| EXTRACT TO READ |
+-------+

Description of problem: On a negotiator reconfig, the usage values for accounting groups is improperly set to zero. How reproducible: 100% Steps to Reproduce: 1. Start with simple HFS config: NUM_CPUS = 2 GROUP_NAMES = a, b GROUP_QUOTA_DYNAMIC_a = 0.5 GROUP_QUOTA_DYNAMIC_b = 0.5 2. Submit a job against an accounting group "a": % echo -e "universe=vanilla\ncmd=/bin/sleep\nargs=1d\n+AccountingGroup=\"a.user1\"\nqueue 1\n" | condor_submit 3. observe user-priorities: % condor_userprio -all Last Priority Update: 1/28 12:09 Effective Real Priority Res Total Usage Usage Last User Name Priority Priority Factor Used (wghted-hrs) Start Time Usage Time ------------------------------ --------- -------- ------------ ---- ----------- ---------------- ---------------- a 0.50 0.50 1.00 1 0.03 1/28/2011 12:08 1/28/2011 12:09 a.user1@localdomain 0.50 0.50 1.00 1 0.03 1/28/2011 12:08 1/28/2011 12:09 ------------------------------ --------- -------- ------------ ---- ----------- ---------------- ---------------- Number of users: 2 2 0.07 1/28/2011 12:08 1/27/2011 12:09 4. Reconfig: % condor_reconfig -sub negotiator 5. Observe that usage for acct group "a" got improperly reset to zero: [eje@rorschach gt986]$ condor_userprio -all Last Priority Update: 1/28 12:10 Effective Real Priority Res Total Usage Usage Last User Name Priority Priority Factor Used (wghted-hrs) Start Time Usage Time ------------------------------ --------- -------- ------------ ---- ----------- ---------------- ---------------- a 0.50 0.50 1.00 0 0.04 1/28/2011 12:08 1/28/2011 12:10 a.user1@localdomain 0.50 0.50 1.00 1 0.05 1/28/2011 12:08 1/28/2011 12:10 ------------------------------ --------- -------- ------------ ---- ----------- ---------------- ---------------- Number of users: 2 1 0.09 1/28/2011 12:08 1/27/2011 12:10 Actual results: (see above) Expected results: usage for group "a" should be (1), as it was prior to reconfig. Tangentially, it also appears that total usage sum in userprio output is improperly counting accounting groups twice, so it is reading too high: should fix that while we're at it.
Created attachment 479614 [details] fixup group usage on reconfig I commented out the dprintf's in here and left them in case you might want to debug a bit. You won't want to put any dprintf in there permanently as looks like the function is called against every resource classad for each group. So far this seems to work, but I need to test the deep case such as: a a.b a.b.c a.b.c.user1
Created attachment 479988 [details] rework of patch Here is same functionality, but much more simplified.

+-------+

| RECORDED INFORMATION |

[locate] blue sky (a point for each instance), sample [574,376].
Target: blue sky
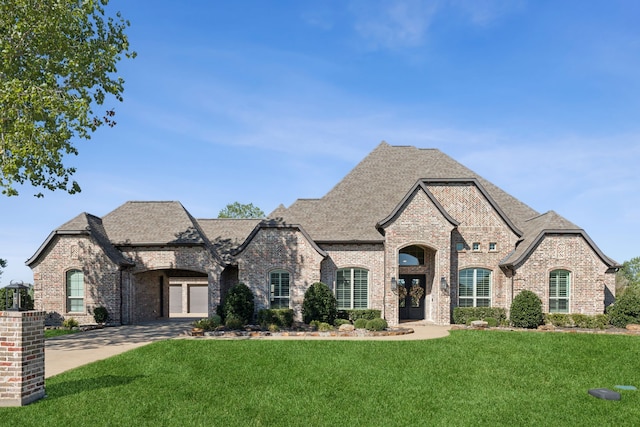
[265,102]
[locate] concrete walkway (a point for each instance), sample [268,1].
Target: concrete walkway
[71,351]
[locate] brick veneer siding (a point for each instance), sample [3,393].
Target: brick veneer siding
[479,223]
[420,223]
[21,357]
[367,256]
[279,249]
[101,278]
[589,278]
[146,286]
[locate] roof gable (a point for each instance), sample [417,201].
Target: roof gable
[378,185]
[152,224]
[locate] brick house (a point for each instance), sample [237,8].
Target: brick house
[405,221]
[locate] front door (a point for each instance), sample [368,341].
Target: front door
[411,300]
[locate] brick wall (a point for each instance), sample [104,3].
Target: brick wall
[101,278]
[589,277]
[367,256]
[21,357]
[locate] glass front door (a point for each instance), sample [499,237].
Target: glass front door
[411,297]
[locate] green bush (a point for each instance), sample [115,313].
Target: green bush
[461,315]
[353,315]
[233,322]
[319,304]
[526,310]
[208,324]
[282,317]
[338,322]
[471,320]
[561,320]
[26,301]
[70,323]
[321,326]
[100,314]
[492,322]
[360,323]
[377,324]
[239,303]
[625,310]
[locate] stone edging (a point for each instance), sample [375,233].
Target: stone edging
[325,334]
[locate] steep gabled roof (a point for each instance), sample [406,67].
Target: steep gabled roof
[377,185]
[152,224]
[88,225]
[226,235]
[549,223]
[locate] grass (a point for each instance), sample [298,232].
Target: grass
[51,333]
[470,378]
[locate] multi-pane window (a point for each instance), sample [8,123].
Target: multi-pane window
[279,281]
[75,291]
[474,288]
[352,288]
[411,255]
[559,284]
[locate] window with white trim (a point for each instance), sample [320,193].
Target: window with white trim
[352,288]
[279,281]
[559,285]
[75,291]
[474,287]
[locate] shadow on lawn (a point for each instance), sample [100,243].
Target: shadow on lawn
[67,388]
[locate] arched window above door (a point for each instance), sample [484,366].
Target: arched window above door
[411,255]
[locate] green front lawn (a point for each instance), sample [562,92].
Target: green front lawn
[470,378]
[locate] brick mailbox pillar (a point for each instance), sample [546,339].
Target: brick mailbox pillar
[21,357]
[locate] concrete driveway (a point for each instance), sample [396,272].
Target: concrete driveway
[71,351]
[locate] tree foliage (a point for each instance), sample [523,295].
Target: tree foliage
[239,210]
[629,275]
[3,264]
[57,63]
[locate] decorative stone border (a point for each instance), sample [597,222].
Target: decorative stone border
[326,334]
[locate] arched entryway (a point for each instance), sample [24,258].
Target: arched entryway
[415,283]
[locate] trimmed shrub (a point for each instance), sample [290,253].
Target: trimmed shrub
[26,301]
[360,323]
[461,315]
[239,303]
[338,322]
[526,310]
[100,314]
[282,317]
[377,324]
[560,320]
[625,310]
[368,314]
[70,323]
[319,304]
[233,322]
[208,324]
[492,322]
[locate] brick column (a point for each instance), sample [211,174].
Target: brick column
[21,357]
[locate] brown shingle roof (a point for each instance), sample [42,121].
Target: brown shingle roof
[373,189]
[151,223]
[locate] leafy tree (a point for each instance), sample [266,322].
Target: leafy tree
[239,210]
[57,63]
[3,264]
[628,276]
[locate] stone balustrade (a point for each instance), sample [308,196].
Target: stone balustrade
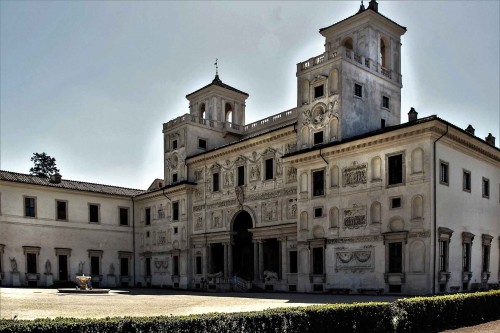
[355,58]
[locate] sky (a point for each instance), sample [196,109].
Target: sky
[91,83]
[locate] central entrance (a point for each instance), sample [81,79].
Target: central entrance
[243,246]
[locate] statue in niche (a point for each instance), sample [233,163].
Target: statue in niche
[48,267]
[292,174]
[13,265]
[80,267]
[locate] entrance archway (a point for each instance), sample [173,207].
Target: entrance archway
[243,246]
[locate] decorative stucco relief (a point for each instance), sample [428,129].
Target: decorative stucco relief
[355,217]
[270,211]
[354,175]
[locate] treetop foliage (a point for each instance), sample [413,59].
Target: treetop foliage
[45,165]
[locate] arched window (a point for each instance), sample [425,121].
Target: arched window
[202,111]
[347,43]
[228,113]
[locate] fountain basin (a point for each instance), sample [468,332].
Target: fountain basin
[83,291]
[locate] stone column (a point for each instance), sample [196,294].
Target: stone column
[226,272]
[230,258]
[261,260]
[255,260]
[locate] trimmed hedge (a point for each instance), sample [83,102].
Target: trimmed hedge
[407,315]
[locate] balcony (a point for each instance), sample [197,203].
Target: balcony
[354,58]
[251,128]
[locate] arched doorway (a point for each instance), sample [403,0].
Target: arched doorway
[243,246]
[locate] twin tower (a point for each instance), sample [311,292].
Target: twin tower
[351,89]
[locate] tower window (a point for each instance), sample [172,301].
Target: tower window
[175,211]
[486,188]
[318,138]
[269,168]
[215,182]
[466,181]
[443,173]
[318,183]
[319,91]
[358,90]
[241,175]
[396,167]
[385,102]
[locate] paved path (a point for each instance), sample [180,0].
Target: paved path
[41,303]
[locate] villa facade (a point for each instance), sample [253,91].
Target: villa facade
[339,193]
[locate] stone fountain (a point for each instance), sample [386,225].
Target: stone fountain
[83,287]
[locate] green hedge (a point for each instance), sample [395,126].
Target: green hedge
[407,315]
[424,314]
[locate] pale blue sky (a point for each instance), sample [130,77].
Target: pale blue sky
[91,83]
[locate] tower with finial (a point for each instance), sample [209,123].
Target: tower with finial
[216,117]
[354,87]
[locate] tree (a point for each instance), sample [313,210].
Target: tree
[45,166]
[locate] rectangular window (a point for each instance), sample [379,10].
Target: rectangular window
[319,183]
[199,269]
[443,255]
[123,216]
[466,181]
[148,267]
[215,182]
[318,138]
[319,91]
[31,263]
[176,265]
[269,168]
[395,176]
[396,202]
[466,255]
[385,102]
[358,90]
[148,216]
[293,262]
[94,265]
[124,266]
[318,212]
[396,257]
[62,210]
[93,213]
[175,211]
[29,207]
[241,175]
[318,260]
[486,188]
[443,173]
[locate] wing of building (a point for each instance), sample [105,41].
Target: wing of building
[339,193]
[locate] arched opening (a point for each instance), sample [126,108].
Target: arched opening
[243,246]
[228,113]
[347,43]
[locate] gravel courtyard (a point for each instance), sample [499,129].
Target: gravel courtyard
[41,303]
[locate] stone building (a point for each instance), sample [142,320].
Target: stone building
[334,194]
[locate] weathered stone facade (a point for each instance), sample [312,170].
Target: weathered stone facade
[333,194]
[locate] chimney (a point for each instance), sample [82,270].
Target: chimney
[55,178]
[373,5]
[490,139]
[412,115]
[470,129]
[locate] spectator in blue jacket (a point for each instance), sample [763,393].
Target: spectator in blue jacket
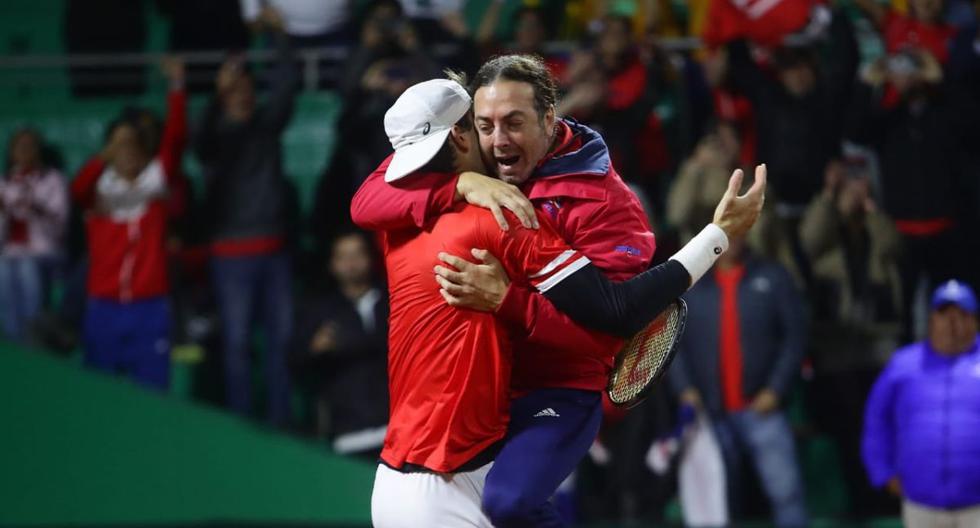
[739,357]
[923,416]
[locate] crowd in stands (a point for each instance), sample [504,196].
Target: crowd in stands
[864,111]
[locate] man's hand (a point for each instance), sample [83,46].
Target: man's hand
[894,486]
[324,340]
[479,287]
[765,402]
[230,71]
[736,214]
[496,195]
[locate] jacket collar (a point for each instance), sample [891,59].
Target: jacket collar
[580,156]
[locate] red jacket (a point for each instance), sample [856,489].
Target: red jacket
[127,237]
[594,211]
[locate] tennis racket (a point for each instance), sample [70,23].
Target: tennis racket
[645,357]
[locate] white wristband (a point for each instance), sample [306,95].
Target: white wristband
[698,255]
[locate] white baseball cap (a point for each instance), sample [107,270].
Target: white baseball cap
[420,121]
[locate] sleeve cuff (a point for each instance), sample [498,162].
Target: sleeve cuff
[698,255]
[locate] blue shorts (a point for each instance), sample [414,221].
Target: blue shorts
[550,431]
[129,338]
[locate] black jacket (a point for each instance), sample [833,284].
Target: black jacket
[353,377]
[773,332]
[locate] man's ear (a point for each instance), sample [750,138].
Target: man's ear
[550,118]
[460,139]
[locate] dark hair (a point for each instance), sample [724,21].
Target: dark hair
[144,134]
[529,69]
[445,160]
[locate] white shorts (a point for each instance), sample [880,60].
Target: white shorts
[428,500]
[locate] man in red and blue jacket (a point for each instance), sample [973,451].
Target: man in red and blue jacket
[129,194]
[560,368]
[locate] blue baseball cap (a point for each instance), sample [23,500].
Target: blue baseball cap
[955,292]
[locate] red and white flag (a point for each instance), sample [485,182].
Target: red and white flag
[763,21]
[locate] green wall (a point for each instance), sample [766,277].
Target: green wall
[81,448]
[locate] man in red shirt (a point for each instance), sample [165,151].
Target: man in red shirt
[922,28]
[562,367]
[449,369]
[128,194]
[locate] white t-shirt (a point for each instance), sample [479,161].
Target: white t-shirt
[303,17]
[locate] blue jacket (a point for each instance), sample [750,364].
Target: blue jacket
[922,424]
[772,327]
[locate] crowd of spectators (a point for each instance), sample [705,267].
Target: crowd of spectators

+-------+

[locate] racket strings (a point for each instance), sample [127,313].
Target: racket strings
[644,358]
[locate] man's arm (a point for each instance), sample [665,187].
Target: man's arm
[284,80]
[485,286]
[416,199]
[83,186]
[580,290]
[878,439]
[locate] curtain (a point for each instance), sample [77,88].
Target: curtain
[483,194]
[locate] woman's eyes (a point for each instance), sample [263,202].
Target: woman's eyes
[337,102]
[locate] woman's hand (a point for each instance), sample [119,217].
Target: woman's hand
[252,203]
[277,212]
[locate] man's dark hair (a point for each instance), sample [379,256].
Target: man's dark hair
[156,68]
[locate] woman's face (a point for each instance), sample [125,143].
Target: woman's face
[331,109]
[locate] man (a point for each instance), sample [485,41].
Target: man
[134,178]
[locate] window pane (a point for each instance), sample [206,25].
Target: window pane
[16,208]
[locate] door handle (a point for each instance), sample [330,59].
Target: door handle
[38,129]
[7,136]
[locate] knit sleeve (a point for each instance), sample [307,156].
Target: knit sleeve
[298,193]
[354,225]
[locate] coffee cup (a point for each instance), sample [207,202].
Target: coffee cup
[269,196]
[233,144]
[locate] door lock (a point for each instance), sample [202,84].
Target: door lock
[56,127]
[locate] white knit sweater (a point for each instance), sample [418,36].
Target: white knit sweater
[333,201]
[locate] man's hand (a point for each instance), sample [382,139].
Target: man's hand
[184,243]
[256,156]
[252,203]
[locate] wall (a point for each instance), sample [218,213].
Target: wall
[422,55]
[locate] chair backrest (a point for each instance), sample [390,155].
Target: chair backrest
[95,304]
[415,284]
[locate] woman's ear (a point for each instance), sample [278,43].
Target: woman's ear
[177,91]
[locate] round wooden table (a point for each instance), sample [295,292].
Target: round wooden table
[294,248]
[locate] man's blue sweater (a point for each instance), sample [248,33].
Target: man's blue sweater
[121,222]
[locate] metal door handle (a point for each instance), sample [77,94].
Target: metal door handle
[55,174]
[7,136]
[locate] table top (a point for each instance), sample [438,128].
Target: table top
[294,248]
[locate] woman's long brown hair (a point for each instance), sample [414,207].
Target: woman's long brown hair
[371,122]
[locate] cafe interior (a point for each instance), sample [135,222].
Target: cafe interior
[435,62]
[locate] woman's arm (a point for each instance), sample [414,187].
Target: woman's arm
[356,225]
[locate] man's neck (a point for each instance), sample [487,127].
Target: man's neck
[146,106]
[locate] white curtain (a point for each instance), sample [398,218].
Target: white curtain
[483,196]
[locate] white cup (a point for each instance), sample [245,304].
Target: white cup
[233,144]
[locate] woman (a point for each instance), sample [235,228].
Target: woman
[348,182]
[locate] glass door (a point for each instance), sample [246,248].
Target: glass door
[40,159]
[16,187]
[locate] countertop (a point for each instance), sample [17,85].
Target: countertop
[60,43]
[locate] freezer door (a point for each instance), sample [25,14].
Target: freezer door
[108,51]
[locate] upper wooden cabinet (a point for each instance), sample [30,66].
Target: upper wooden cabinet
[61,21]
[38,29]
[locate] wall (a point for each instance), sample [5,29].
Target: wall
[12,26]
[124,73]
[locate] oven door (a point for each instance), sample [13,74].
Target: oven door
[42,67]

+-------+

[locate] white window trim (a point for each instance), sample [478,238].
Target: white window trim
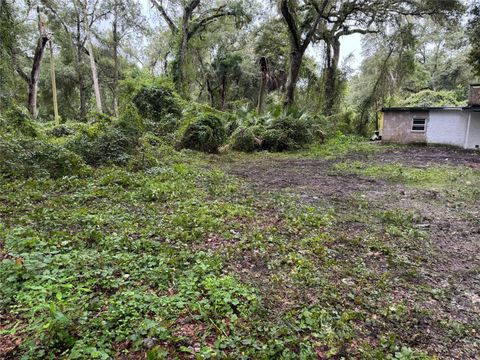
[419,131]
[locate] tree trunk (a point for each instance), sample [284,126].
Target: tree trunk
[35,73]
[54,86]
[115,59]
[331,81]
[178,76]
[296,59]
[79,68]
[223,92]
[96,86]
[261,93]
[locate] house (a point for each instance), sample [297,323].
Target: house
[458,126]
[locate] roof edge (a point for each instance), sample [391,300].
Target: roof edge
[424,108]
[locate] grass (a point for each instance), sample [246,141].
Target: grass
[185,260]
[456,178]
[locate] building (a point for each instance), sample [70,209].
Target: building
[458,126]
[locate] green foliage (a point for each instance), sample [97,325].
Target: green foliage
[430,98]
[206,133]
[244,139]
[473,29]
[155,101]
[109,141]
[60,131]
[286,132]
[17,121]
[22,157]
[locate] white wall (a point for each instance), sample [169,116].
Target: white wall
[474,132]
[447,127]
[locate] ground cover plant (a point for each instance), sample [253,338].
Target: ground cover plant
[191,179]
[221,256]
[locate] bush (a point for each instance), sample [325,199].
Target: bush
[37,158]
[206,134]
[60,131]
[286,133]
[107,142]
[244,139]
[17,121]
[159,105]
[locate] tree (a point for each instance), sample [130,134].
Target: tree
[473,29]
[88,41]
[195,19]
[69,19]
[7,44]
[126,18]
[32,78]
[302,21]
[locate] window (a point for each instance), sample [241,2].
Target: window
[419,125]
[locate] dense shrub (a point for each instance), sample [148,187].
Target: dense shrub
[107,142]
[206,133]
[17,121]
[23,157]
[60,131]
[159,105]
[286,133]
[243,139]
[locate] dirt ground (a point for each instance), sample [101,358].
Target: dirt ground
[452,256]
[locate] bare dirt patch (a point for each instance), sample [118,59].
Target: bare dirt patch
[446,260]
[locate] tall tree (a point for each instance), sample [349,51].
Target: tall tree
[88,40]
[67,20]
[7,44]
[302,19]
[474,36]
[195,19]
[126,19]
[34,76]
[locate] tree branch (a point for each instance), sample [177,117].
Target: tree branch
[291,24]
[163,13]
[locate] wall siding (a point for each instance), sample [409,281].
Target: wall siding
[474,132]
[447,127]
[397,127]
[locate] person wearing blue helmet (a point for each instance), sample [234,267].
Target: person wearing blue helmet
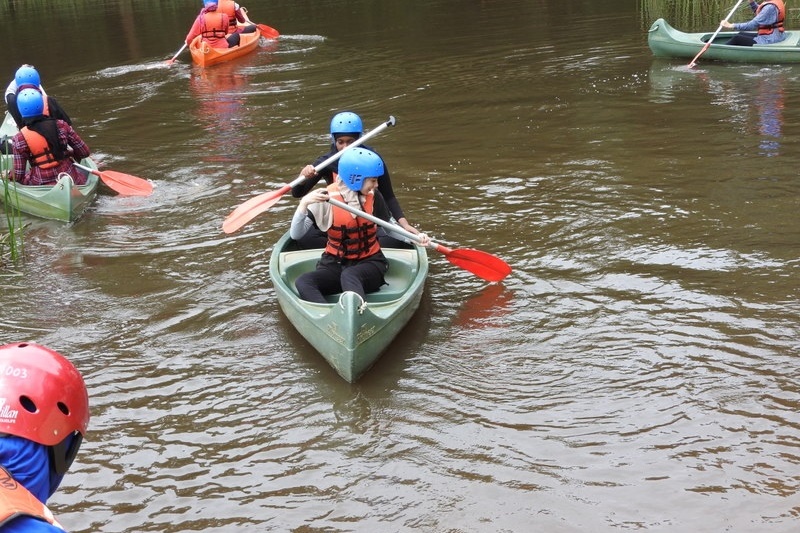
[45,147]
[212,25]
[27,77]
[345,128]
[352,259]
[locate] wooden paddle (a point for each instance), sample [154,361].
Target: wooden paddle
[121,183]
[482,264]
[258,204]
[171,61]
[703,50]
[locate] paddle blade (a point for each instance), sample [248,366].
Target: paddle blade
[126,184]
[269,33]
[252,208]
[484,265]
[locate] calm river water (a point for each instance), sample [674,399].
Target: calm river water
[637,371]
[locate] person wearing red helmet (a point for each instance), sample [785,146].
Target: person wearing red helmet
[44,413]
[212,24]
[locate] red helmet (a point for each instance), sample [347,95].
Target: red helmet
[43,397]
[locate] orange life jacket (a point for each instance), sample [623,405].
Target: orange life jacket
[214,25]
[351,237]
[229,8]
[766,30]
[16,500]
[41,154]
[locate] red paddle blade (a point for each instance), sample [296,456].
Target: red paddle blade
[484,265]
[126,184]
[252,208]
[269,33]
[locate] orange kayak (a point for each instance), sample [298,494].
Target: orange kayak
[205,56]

+-------+

| WHAT THIS EXERCISE ASKS |
1/ Write out the passage of the bug report that opens with the words containing "Created attachment 479614" and closes with "much more simplified.".
2/ In the bug report, what command is run to reconfigure the negotiator?

| SOLVED PROBLEMS |
1/
Created attachment 479614 [details] fixup group usage on reconfig I commented out the dprintf's in here and left them in case you might want to debug a bit. You won't want to put any dprintf in there permanently as looks like the function is called against every resource classad for each group. So far this seems to work, but I need to test the deep case such as: a a.b a.b.c a.b.c.user1
Created attachment 479988 [details] rework of patch Here is same functionality, but much more simplified.

2/ condor_reconfig -sub negotiator